**To do:**
Exactly the lines from the one containing "target | woman with curly hair" through the end of the data below are to be reproduced, and nothing besides them.

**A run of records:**
· · · · ·

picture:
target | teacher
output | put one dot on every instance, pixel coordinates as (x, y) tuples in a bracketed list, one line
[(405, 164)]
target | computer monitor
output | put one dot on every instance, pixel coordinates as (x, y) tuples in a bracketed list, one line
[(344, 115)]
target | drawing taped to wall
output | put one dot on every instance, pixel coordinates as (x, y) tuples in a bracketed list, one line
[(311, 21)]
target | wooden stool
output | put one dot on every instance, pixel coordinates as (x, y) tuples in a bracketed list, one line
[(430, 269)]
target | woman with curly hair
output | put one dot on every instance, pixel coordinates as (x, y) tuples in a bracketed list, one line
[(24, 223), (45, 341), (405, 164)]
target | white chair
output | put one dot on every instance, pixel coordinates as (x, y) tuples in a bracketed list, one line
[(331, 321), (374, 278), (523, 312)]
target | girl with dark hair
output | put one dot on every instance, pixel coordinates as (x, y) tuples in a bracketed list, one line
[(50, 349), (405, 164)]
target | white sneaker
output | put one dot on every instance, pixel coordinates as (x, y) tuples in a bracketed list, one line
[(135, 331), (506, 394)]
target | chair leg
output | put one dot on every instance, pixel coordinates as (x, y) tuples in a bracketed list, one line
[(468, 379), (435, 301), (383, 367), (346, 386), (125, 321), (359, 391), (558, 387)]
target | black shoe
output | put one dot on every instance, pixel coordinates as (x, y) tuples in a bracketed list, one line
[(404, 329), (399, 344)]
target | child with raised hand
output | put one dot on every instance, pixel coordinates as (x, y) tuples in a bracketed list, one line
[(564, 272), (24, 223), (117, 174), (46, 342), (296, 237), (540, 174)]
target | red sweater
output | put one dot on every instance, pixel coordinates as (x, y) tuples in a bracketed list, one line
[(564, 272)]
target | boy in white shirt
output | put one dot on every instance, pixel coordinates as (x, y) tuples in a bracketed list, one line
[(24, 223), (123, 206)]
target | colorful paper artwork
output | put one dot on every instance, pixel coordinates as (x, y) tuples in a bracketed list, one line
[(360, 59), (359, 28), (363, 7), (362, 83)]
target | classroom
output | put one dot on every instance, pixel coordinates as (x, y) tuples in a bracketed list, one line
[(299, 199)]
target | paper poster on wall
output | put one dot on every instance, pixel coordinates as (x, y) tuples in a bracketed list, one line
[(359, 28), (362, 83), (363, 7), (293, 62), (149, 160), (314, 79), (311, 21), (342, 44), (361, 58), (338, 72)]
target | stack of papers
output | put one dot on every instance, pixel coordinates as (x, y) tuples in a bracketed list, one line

· · · · ·

**Task output:**
target | woman with curly hair
output | put one dot on every instance, pixel coordinates as (x, y) tuples in a bracketed list, one line
[(24, 223), (45, 341), (405, 164)]
target | white chair
output | put one dot on every instance, pixel coordinates as (x, y) tuples in a bracketed list, one line
[(331, 321), (374, 278), (523, 312)]
target | girl with dark hair
output | put one dot on every instance, pixel coordinates as (x, y) tuples in a bracketed list, one line
[(50, 349), (405, 164)]
target | white sneaker
output | put one dot on every instance, pixel coordinates as (x, y) tuples in a bracketed list, one line
[(135, 331), (506, 394)]
target | chair leg
output | put one dot on every instance, pixel coordinates as (x, y) tuples in a bracketed list, one line
[(468, 379), (435, 301), (383, 367), (346, 386), (125, 321), (359, 391), (558, 387)]
target | black shoe
output | put one dot on every instance, pixel coordinates as (x, y) tuples in a bracketed list, one line
[(404, 329), (399, 344)]
target | child with raised hand
output | put one dot on every instance, pixel coordinates as (x, y) tuples in a bracketed list, one line
[(564, 272), (24, 223), (117, 174), (46, 342), (296, 237), (540, 174)]
target | red sweater
output | put one dot on every instance, pixel coordinates as (x, y) tuples in a bracketed list, one line
[(564, 272)]
target | boy in white shirt
output | put one dot on every instance, pixel coordinates as (x, y) tuples in a bracketed list, one line
[(24, 223), (123, 206)]
target | colorful paper artwork
output | put one dot on every instance, pixel coordinates as (x, y) tuples in a bracketed list, one line
[(360, 59), (359, 28), (363, 7), (362, 83)]
target | classroom
output | put one dot on every instance, pixel coordinates as (x, y) tuples in a bracketed list, one line
[(299, 199)]
target | paper poster on wall
output | put one dot on every instance, pixel coordinates as (x, y) tuples in a bracketed list, one line
[(359, 28), (362, 83), (363, 7), (293, 62), (149, 160), (314, 79), (311, 21), (342, 44), (361, 58), (338, 72)]
target | stack of papers
output | put one dot on every instance, pixel coordinates as (x, y) tuples in a bracketed list, one line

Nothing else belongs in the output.